** THE TASK **
Turn the stretch of the listing from its start through the line containing "318L72 326L154 332L149" into a numbered list, skipping blank lines. Leave the pictures out.

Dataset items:

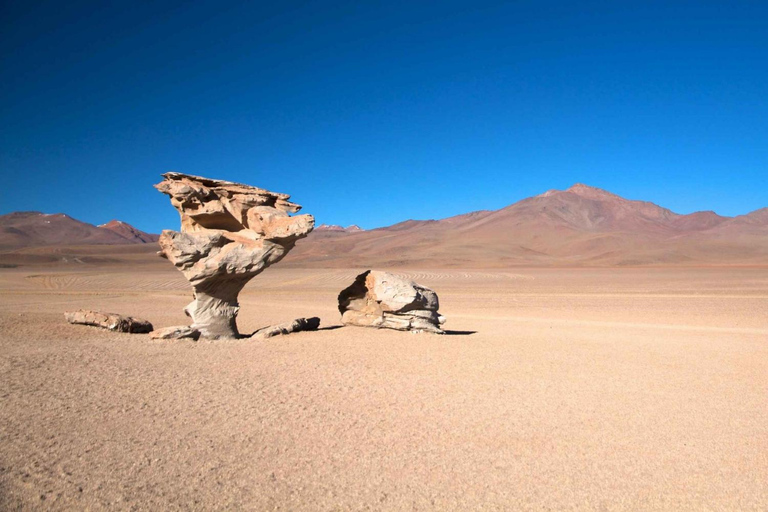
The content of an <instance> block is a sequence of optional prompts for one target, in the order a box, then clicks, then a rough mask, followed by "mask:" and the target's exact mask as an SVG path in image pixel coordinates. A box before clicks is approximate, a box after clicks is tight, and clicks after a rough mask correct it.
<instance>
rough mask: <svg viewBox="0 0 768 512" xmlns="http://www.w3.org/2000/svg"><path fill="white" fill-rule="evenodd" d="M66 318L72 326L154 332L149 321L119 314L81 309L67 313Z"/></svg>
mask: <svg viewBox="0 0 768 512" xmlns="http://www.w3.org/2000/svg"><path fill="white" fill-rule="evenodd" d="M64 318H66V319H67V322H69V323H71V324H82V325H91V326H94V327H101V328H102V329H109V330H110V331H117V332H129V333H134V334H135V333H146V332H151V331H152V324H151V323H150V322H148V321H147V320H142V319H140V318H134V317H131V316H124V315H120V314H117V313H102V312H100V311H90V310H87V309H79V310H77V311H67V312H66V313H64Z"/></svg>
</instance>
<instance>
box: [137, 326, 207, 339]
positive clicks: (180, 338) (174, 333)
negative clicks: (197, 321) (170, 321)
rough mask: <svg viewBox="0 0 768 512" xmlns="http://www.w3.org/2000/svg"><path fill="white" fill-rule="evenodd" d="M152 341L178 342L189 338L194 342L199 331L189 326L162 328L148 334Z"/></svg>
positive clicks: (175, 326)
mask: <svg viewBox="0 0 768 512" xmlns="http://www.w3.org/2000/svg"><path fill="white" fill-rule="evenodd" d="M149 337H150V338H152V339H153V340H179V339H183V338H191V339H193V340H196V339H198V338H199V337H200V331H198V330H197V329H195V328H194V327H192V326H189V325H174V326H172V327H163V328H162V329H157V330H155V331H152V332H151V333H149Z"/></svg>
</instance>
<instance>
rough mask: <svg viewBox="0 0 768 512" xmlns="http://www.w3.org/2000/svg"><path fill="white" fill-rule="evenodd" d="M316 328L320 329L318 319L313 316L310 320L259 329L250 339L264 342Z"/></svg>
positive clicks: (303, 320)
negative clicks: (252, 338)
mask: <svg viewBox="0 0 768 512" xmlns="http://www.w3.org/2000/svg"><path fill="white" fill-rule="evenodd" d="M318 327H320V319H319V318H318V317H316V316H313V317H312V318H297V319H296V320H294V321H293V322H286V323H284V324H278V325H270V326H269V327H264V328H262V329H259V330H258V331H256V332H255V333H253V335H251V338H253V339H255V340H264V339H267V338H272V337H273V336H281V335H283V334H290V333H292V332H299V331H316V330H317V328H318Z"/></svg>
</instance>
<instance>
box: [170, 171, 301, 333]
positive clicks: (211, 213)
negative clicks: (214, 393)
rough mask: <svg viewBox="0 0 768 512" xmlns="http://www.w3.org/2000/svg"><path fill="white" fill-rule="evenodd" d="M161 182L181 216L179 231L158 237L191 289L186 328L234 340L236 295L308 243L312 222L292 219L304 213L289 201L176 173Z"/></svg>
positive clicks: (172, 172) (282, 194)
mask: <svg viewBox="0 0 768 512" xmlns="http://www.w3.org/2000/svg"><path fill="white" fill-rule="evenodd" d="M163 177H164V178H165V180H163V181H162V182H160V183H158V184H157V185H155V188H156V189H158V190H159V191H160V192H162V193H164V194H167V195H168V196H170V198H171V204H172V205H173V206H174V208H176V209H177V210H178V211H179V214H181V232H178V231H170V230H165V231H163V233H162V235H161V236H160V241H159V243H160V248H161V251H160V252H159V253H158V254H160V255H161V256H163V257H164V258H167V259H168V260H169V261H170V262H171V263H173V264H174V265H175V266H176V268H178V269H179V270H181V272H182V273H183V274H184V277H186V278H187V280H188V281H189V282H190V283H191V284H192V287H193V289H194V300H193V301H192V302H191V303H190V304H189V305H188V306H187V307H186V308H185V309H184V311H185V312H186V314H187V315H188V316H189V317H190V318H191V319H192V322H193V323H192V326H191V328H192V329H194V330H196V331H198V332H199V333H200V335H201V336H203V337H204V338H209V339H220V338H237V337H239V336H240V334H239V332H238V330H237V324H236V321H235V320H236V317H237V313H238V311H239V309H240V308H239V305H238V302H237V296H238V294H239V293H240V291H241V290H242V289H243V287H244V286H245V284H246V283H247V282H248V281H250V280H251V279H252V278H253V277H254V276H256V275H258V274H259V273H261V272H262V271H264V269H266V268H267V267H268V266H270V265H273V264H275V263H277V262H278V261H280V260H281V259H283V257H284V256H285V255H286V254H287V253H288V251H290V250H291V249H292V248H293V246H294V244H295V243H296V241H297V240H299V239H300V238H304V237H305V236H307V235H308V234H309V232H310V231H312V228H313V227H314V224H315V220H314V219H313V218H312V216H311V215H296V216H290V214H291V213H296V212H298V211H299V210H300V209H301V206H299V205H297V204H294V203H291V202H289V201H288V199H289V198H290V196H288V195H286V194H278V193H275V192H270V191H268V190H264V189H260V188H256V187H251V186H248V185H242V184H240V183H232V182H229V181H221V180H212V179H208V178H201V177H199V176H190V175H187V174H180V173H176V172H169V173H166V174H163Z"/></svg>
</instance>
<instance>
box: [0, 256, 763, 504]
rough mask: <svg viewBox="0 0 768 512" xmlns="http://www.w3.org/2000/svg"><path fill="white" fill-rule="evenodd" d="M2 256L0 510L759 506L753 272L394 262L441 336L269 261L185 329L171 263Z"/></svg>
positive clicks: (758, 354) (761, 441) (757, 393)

** SOLUTION TO THE PROBLEM **
1. The content of an <instance> block is a sequence of optional prompts for one target, in the order a box, then clicks, then a rough mask, followed by "mask:" and the target's exact mask as an SVG path in image pixel coordinates. A box before clicks is approximate, a box after clicks is tight, and clicks after a rough mask correct it.
2. <instance>
3. rough mask: <svg viewBox="0 0 768 512" xmlns="http://www.w3.org/2000/svg"><path fill="white" fill-rule="evenodd" d="M66 318L72 326L154 332L149 321L119 314L81 309L67 313Z"/></svg>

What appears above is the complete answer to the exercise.